[STATED EXERCISE 1]
In the passage about 1 Corinthians 6:9-10, transcribe word for word the part that opens with the words containing "Homosexuals Won't Inherit" and closes with "cowardly or lazy.".
[STATED EXERCISE 2]
Go on with the passage about Paul's list in 1 Corinthians 6:9-10, picking up after its final sentence.

Homosexuals Won't Inherit the Kingdom of God?
In 1 Corinthians 6:9-10, Paul lists those who will not inherit the kingdom of God.
Vines noted that the King James Version includes those who are "effeminate" but later translations have altered the word to "homosexuals" or "men who have sex with men."
"Effeminate" in the Greek is "malakos" which literally means "soft," he pointed out. In a sexual context, the word was used to describe general licentiousness and debauchery and men who took the passive role in sexual relations. But Vines argued that the term was also used in other contexts such as to label those who are weak-willed, cowardly or lazy.
"So many people were labeled this term for so many different things – most of them not even sexual in nature, and most of the sexual ones about men in relationships with women ... The notion that Paul is singling out gay people here and saying that they will not inherit the kingdom of God simply doesn't hold up under scrutiny."

Data items:
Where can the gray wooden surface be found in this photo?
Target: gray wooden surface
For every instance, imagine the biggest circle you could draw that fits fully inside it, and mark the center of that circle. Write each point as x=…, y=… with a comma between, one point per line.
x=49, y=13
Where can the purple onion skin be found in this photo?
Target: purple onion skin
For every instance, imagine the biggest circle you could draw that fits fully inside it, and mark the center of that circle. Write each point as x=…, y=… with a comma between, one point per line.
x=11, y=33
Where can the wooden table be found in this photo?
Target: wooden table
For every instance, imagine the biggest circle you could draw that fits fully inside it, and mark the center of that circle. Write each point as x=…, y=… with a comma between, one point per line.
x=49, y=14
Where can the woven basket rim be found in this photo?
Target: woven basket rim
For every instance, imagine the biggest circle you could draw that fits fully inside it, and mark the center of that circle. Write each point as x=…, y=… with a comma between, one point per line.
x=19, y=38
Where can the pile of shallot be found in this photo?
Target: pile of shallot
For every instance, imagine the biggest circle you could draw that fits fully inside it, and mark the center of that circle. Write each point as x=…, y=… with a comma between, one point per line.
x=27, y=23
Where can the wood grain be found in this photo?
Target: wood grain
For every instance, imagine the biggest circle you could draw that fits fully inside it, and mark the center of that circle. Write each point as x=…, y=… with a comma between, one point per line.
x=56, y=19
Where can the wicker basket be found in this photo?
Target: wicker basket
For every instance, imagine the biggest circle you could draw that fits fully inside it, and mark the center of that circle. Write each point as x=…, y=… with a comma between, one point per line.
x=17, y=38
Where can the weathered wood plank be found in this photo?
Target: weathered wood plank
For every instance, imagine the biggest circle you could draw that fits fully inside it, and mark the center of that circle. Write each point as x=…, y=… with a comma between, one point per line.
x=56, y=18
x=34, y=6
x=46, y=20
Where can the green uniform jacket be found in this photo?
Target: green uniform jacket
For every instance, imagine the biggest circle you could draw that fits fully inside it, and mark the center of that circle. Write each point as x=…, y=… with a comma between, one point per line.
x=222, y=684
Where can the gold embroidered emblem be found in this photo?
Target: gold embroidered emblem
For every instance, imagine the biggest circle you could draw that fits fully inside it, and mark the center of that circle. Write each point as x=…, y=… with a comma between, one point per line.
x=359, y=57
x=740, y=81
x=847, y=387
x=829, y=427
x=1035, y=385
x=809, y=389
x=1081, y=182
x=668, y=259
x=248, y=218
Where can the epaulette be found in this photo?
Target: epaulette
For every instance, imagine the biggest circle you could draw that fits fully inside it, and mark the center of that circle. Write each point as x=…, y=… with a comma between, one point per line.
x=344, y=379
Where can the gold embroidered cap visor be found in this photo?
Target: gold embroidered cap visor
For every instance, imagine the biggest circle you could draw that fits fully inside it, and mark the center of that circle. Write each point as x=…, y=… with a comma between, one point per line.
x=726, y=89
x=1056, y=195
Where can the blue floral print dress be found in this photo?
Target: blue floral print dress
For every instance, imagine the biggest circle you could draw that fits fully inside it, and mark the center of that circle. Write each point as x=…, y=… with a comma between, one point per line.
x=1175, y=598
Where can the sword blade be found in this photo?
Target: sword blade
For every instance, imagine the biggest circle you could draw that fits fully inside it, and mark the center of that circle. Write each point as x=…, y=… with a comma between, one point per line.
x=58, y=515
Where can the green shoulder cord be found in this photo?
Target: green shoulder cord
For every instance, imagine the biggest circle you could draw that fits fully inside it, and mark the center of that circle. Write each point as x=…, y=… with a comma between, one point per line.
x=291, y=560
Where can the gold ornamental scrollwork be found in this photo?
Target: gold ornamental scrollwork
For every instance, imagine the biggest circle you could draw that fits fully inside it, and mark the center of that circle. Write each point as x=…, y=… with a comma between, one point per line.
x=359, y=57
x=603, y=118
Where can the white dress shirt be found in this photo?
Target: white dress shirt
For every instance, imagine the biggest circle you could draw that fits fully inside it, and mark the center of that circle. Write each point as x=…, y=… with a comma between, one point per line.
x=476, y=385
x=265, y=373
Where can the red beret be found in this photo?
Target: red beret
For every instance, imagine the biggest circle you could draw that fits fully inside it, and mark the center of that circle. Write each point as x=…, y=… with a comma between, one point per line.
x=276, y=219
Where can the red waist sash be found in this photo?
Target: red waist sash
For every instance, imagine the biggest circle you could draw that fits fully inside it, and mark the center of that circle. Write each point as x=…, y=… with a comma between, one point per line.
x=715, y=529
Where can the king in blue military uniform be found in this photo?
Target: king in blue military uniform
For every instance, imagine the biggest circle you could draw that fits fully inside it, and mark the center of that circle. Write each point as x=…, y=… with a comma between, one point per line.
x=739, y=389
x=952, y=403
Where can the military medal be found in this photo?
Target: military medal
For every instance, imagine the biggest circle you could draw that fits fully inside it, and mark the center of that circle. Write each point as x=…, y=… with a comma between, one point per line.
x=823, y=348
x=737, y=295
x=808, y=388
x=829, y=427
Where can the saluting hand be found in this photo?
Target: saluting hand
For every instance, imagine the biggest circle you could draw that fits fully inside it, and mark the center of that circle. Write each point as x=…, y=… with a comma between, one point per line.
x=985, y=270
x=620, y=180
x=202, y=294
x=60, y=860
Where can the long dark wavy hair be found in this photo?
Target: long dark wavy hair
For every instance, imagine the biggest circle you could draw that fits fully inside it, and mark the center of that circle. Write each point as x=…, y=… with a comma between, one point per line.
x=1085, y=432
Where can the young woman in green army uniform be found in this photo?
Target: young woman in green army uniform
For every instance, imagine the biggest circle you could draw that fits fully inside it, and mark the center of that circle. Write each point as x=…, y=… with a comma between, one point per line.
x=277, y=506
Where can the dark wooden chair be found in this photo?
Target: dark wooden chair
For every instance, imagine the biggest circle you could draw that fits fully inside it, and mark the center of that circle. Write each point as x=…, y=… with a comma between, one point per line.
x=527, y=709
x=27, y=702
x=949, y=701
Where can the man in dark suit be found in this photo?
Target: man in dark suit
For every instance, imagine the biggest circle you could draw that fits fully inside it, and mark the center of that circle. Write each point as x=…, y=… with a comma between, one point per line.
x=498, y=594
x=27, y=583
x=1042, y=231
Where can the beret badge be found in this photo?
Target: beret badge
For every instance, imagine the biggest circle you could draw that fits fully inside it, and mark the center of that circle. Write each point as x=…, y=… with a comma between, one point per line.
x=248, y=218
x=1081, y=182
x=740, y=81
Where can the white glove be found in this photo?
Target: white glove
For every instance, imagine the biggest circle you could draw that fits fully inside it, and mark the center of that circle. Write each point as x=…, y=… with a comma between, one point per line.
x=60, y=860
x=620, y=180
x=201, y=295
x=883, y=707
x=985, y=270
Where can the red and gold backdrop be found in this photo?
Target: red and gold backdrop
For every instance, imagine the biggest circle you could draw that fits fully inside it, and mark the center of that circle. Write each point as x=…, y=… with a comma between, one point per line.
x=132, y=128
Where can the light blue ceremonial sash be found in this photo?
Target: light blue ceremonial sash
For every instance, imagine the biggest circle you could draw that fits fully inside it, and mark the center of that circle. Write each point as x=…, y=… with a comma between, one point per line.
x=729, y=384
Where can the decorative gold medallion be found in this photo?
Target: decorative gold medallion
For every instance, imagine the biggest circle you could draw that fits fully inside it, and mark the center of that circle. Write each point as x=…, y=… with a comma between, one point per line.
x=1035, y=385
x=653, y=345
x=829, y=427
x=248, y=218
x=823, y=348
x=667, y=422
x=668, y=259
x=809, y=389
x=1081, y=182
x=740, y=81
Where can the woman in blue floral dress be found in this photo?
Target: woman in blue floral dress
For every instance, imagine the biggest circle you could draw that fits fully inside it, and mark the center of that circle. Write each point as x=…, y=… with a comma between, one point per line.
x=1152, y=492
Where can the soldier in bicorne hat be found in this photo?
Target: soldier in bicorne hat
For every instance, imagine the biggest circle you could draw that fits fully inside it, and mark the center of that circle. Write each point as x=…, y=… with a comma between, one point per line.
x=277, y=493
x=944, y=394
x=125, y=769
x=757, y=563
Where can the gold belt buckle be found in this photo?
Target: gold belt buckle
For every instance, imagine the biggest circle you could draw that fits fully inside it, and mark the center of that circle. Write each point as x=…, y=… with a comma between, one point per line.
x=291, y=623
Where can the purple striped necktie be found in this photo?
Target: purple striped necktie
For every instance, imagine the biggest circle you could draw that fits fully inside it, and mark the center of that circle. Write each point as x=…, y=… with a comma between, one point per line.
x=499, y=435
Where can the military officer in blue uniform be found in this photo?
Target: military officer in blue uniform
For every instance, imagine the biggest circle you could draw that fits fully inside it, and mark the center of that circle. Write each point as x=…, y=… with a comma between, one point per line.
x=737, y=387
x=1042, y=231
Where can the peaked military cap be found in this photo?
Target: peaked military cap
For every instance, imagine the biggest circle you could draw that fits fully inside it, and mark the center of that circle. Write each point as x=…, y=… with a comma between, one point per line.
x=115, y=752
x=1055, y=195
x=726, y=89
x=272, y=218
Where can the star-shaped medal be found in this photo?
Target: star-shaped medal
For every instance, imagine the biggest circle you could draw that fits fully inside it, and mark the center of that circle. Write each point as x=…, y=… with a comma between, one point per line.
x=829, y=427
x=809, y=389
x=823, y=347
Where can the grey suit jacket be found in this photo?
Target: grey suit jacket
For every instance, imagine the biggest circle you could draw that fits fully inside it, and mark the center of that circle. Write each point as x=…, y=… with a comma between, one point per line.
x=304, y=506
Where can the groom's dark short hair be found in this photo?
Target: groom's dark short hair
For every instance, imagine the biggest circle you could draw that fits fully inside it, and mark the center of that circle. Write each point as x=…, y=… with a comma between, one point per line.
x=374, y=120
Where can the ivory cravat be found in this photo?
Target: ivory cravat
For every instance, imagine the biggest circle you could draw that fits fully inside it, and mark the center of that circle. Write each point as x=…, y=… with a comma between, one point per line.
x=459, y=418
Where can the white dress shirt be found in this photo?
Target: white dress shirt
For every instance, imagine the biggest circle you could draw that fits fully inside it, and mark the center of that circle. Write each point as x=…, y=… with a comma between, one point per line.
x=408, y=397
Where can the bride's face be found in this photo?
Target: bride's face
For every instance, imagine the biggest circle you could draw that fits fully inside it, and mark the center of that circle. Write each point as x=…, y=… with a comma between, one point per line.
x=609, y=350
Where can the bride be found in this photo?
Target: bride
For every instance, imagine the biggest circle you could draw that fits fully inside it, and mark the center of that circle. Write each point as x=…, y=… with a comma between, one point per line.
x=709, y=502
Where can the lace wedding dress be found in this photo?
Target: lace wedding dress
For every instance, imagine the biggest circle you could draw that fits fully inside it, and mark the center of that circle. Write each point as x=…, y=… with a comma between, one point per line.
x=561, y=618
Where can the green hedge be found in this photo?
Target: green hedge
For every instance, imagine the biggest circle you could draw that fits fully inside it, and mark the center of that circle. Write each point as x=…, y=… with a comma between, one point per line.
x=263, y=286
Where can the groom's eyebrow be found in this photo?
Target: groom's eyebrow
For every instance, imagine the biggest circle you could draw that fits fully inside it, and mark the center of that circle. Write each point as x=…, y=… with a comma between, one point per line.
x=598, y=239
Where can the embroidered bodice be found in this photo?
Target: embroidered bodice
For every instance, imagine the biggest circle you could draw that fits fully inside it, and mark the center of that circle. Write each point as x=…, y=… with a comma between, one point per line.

[RESULT 1]
Homosexuals Won't Inherit the Kingdom of God?
In 1 Corinthians 6:9-10, Paul lists those who will not inherit the kingdom of God.
Vines noted that the King James Version includes those who are "effeminate" but later translations have altered the word to "homosexuals" or "men who have sex with men."
"Effeminate" in the Greek is "malakos" which literally means "soft," he pointed out. In a sexual context, the word was used to describe general licentiousness and debauchery and men who took the passive role in sexual relations. But Vines argued that the term was also used in other contexts such as to label those who are weak-willed, cowardly or lazy.

[RESULT 2]
McDonough said Vines' argument is "fatally flawed."
"He (Vines) fails to recognize that Paul is using (or creating himself) a word drawn directly from the vocabulary in Leviticus 18," noted the Gordon-Conwell professor. "Thus not only does he fail to see that Paul is indeed forbidding all homosexual practice in the church, he is doing so precisely on the basis of the Law – a Law which, contra Vines, was still looked upon a guide for Christian faith and practice in all sorts of ways."